*WHAT IS EXPECTED*: Go to the line containing "Target: river water" in the records below and print it and every following line exactly, on through the line containing "Target: cloudy sky", then stop.

*DATA LISTING*:
== == ==
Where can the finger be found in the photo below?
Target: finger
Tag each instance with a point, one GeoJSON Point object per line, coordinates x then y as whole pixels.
== == ==
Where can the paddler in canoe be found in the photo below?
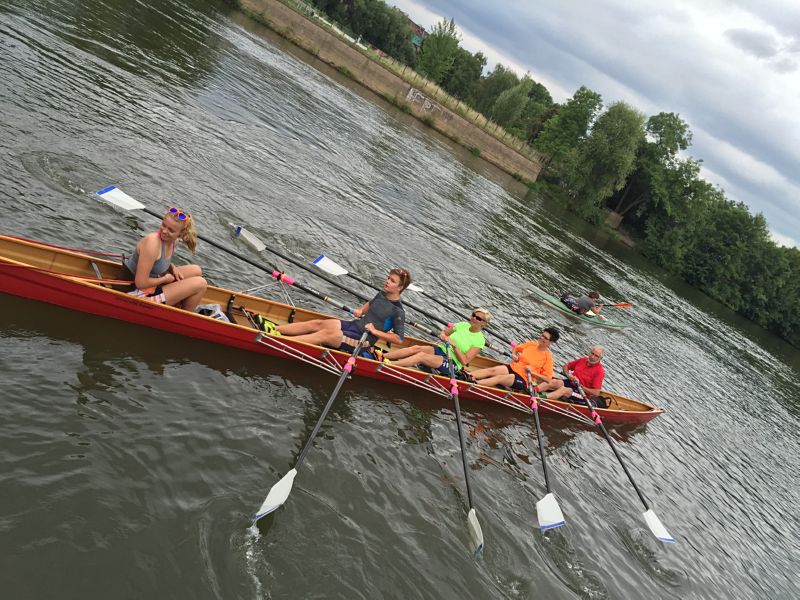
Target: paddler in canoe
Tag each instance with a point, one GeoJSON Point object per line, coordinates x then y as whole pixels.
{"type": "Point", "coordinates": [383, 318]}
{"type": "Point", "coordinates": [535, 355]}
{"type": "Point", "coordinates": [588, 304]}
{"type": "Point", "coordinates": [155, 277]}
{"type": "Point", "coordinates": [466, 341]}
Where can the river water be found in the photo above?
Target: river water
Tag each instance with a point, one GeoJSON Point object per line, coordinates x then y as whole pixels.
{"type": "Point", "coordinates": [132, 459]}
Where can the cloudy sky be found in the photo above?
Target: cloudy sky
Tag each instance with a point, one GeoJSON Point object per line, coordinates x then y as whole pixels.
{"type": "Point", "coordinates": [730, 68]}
== == ==
*RESPONSE BELOW*:
Target: river water
Tag each instance with a point, one GeoJSON Point object per line, coordinates x then y as whole pixels.
{"type": "Point", "coordinates": [132, 459]}
Where can the cloudy sky be found in the photo above?
Target: cloudy sky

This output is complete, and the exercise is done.